◆ Ausgangstext:
+ + +

Bernd Schuchter: Herr Maschine oder vom wunderlichen Leben und Sterben des Julien Offray de La Mettrie

Julien Offray de La Mettrie gehört zu den weniger bekannten Exponenten der französischen Aufklärung: Allerdings ist er keineswegs so verkannt wie Schluchter dies in dem Büchlein darstellt. Diese Mischung aus Biographie, historischer Einordnung und Werkanalyse macht aus dem französischen Arzt einen zu Unrecht völlig vergessenen Denker, während er tatsächlich mit D’Holbach, Maupertuis oder Grimm in einem Atemzug genannt wird, hingegen nicht den Bekanntheitsgrad der Enzyklopädieherausgeber Diderot und d’Alembert erreicht oder gar mit Voltaire oder Rousseau wetteifern kann.

+ + +

◆ Deine Aufgabe: Schreibe aus dem Ausgangstext wörtlich den Abschnitt ab, der bei den Worten „Julien Offray de La Mettrie gehört“ beginnt. Höre nach „Rousseau wetteifern kann.“ auf.

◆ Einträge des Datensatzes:

+ + +

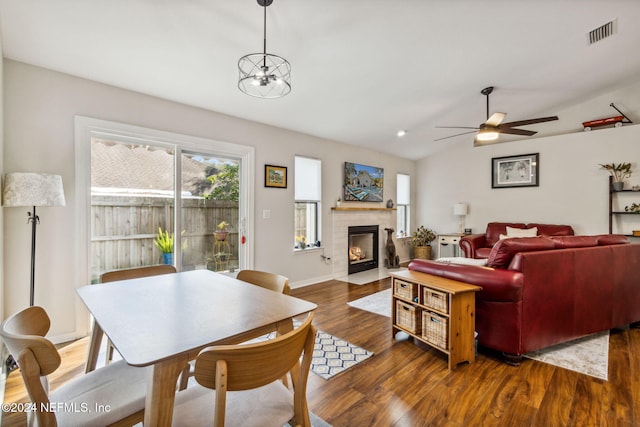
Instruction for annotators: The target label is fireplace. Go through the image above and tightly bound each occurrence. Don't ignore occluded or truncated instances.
[347,225,379,274]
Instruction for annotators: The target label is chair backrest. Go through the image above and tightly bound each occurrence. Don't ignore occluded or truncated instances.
[194,313,317,426]
[100,264,176,283]
[0,306,62,426]
[237,270,291,295]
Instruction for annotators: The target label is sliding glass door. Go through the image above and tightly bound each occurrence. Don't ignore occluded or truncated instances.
[76,118,253,282]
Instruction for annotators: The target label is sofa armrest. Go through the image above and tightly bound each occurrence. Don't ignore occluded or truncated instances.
[460,234,487,258]
[409,259,524,302]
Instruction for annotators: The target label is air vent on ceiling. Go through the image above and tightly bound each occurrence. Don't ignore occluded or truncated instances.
[589,19,618,44]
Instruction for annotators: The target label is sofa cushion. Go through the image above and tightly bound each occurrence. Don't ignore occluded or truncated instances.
[549,236,598,249]
[595,234,631,246]
[485,222,526,247]
[527,223,574,236]
[487,236,555,268]
[500,226,538,240]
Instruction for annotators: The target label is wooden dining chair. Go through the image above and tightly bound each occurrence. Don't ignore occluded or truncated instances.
[94,264,177,372]
[0,306,147,427]
[173,314,317,427]
[236,270,291,295]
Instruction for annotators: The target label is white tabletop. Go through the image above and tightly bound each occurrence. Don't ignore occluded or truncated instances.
[78,270,317,366]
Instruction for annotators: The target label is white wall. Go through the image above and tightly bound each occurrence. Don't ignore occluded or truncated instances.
[2,60,416,338]
[417,79,640,241]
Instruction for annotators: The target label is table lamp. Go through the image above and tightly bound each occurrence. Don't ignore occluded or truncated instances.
[453,202,467,234]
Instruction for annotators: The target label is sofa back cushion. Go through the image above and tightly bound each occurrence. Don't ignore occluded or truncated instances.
[595,234,631,246]
[527,224,574,236]
[549,236,598,249]
[485,222,526,247]
[487,236,555,268]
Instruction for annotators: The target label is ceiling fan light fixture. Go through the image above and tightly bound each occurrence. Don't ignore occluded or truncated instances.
[476,129,499,141]
[238,0,291,98]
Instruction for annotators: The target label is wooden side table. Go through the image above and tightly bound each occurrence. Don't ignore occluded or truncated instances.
[391,270,482,370]
[438,233,464,258]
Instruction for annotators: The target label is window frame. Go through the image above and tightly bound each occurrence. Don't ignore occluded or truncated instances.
[396,173,411,241]
[293,154,322,252]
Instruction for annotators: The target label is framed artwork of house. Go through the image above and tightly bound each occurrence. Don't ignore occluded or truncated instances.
[343,162,384,202]
[491,153,540,188]
[264,165,287,188]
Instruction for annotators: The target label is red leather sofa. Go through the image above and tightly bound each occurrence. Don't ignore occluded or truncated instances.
[409,234,640,364]
[460,222,574,258]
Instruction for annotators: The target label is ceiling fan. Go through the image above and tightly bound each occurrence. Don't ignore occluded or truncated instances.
[434,86,558,145]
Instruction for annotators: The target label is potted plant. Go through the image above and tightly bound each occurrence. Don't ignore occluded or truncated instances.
[600,163,632,191]
[296,235,307,249]
[153,227,173,265]
[411,225,436,259]
[213,221,229,242]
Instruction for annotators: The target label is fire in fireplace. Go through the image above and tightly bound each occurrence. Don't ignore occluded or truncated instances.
[347,225,379,274]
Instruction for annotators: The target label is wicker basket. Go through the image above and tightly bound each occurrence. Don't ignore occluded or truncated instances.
[422,288,449,314]
[393,278,418,302]
[422,311,449,350]
[396,301,420,333]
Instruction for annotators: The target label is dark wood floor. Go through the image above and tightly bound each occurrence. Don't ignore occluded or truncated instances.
[2,280,640,427]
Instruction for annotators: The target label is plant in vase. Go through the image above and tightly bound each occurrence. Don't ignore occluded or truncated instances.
[213,221,230,242]
[296,236,307,249]
[600,163,633,191]
[411,225,436,259]
[153,227,173,265]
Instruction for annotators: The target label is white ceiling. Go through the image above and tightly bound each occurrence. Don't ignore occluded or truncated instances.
[0,0,640,158]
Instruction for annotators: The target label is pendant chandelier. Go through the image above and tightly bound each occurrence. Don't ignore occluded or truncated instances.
[238,0,291,98]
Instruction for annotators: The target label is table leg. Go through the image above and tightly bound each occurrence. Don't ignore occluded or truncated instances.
[84,321,104,374]
[144,355,188,427]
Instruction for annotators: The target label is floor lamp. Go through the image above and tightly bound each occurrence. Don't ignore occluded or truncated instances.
[2,173,65,306]
[2,173,65,373]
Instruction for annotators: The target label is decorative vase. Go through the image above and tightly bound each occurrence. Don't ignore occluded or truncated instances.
[413,246,431,259]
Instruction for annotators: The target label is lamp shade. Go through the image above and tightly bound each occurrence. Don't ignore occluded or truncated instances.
[453,203,467,215]
[2,172,65,206]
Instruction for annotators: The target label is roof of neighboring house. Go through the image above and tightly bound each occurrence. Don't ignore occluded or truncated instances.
[91,140,215,195]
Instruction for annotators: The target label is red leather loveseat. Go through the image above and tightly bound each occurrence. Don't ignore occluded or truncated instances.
[460,222,574,259]
[409,234,640,363]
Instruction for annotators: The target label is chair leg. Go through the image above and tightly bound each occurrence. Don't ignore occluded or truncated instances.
[104,339,115,365]
[178,363,191,390]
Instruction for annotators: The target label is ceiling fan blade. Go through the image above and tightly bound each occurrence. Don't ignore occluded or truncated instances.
[498,128,538,136]
[484,113,507,126]
[434,130,475,141]
[436,126,478,130]
[500,116,558,128]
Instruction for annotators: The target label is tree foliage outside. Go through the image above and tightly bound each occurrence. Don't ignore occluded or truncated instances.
[204,164,240,202]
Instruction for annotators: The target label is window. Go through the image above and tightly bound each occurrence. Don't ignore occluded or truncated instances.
[396,173,411,237]
[294,156,322,250]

+ + +

◆ Antwort:
Julien Offray de La Mettrie gehört zu den weniger bekannten Exponenten der französischen Aufklärung: Allerdings ist er keineswegs so verkannt wie Schluchter dies in dem Büchlein darstellt. Diese Mischung aus Biographie, historischer Einordnung und Werkanalyse macht aus dem französischen Arzt einen zu Unrecht völlig vergessenen Denker, während er tatsächlich mit D’Holbach, Maupertuis oder Grimm in einem Atemzug genannt wird, hingegen nicht den Bekanntheitsgrad der Enzyklopädieherausgeber Diderot und d’Alembert erreicht oder gar mit Voltaire oder Rousseau wetteifern kann.